:: Required action 1 ::
Name the three vertical zones that the Report Builder guide below says the page is split into.
:: Required action 2 ::
Carry on the Report Builder guide below from its last line.

Custom Reports let you ask questions of your data that the built-in dashboards don’t answer. “Which technician converts the highest percentage of estimates?” “What’s my profitability per service type by quarter?” The Report Builder is a drag-and-drop interface — pick fields, drop them on rows or columns, run the query. This guide walks the editor anatomy, the templates that cover ~80% of common questions, and the save/export workflow.
Estimated time: 8 minutes
Before You Begin
- Owner, Manager, or any role with Manage Reports permission (Roles, Permissions, and Security)
- A few weeks of operational data — fresh accounts will run reports against empty tables
- A specific question in mind (“how many jobs per tech per week last quarter?”) — Report Builder is more useful when you start with the question than when you start with the fields
Step 1: Open the Report Builder
Click Reports in the left sidebar, or Build Custom Report from the Analytics dashboard. Direct URL: /reports. The page is a full-screen drag-and-drop editor.
The page is split into three vertical zones:
- Left rail — Available Fields (grouped by category), Report Templates, AI Suggestions
- Center — drop zones for Columns (Measures), Rows (Dimensions), and Filters
- Top toolbar — time-range pills (7D / 30D / 90D / Ytd), Run / Save / Export, undo/clear
Step 2: Understand the model
Two concepts drive every report:
- Dimensions (rows) — how data is grouped. Date, technician, service type, customer segment, property — anything you’d put on the X axis of a chart.

:: Dataset ::
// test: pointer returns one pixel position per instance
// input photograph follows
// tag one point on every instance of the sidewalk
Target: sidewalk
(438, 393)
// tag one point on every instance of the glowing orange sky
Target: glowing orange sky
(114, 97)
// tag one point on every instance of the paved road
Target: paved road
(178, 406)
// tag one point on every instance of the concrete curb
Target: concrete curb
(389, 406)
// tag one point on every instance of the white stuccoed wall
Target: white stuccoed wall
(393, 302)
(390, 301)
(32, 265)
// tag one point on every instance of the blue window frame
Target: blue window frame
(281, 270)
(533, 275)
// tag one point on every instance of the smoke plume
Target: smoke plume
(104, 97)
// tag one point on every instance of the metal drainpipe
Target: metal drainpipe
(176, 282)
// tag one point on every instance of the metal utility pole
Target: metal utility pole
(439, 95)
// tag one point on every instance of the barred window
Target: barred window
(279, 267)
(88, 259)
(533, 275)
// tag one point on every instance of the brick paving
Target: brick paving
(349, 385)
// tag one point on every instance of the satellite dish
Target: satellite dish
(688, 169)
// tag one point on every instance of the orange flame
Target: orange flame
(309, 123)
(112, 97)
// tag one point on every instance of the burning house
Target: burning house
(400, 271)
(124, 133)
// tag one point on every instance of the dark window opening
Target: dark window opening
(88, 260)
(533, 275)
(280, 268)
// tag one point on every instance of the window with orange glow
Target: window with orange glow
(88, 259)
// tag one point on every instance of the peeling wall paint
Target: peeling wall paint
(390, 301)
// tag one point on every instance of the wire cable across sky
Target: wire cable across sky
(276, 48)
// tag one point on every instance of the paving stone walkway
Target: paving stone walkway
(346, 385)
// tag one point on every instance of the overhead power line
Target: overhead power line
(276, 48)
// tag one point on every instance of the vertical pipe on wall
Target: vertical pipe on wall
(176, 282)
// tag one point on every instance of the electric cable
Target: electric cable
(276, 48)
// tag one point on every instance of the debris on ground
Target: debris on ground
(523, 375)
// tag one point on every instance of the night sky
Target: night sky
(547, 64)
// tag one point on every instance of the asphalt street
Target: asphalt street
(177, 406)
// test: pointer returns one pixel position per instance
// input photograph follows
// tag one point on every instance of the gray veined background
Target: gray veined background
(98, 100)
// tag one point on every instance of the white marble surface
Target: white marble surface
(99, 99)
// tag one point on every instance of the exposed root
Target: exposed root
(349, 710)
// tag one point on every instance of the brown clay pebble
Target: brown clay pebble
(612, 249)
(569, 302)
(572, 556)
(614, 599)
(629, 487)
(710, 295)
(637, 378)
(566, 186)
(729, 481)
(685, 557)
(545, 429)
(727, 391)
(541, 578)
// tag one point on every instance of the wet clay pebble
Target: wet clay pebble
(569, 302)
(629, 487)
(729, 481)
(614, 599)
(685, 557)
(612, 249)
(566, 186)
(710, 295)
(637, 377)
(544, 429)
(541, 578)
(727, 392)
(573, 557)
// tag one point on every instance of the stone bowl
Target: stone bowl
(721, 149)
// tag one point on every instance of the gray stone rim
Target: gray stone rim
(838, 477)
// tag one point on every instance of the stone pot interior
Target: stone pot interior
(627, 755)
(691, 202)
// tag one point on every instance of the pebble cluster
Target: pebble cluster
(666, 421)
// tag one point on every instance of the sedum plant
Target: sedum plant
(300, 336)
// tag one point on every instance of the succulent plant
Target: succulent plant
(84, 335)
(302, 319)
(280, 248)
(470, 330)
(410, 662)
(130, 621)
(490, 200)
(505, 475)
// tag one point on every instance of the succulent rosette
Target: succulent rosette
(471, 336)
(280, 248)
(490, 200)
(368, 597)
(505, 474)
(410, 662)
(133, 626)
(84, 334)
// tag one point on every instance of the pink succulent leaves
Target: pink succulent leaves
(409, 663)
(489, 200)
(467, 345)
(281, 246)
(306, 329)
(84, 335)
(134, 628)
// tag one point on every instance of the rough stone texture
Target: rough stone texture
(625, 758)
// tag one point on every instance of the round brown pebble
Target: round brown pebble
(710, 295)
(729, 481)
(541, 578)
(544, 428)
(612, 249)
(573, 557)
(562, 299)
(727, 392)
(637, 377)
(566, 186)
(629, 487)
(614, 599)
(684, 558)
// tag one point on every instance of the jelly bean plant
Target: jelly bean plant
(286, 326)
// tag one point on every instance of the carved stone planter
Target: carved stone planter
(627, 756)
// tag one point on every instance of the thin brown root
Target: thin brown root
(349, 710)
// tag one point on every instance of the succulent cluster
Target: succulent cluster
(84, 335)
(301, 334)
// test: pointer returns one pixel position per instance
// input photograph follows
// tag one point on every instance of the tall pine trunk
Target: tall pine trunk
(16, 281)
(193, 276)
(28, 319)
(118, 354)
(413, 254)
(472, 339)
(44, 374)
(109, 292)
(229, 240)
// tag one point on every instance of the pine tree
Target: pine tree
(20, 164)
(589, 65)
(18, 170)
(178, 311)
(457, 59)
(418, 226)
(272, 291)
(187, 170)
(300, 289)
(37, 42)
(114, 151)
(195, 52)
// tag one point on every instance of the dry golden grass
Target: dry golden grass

:: Expected answer 1 ::
Left rail, Center, Top toolbar

:: Expected answer 2 ::
- Measures (columns) — what is calculated. Revenue, cost, profit, job count, average ticket — the actual numbers.
A report is one or more dimensions on rows + one or more measures on columns. The output is a pivot table, optionally with a chart visualization.
Tip: Start with two dimensions and one measure. “Revenue (measure) by Technician (row) and Month (row)” gives you a useful 2D table — month down the side, tech across the top, revenue in each cell. More dimensions = exponentially more cells. Keep it simple until you know what you’re looking for.
Step 3: Use a Report Template (recommended)
Right of the field palette is the Report Templates column with pre-built reports across three categories:
- Financial — Executive Summary, Revenue by Month, Quarterly Profitability
- Services — Jobs by Technician, Job Status Trend, Time by Property Type
- Performance — Daily Performance, Technician Performance, Customer Segment Value
Click any template to load it onto the canvas pre-configured. Run it as-is, or modify dimensions/measures from there.
Tip: Executive Summary is a good starting template for an Owner who’s never built a report. It shows revenue, cost, profit, and a few KPIs over the selected time range — covers ~50% of “how’s my business doing?” questions.
Step 4: Pick fields manually
In the Available Fields panel, fields are grouped by source category:
- Financial (4) — Revenue, Cost, Profit, Avg Ticket
- Jobs (5) — Job Count, Job Status, Job Type, Duration, Completion Rate
- Technicians (3) — Technician (dimension), Technician Performance, Skill Level
- Properties (2) — Property Type, Property
- Customers (2) — Customer Segment, Customer
- Time (5) — Day, Week, Month, Quarter, Year
Drag a field onto Columns (Measures) or Rows (Dimensions):
- Measures accept aggregatable numbers (Revenue, Cost, Count, Avg, etc.)
- Dimensions accept categorical groupings (Date, Type, Segment, Tech)
A field’s category icon tells you which zone it goes in.
Warning: You can’t drop a Measure into the Dimensions zone or vice versa — Exoserva will reject the drop. If a field doesn’t fit where you expect, check whether it’s actually a measure or a dimension.
Step 5: Add Filters
Drop additional fields into the Filters section to narrow the data. Common filter patterns:
- Status filter — only Completed jobs (excludes drafts, cancellations)
- Tech filter — only specific technicians (good for 1:1 review reports)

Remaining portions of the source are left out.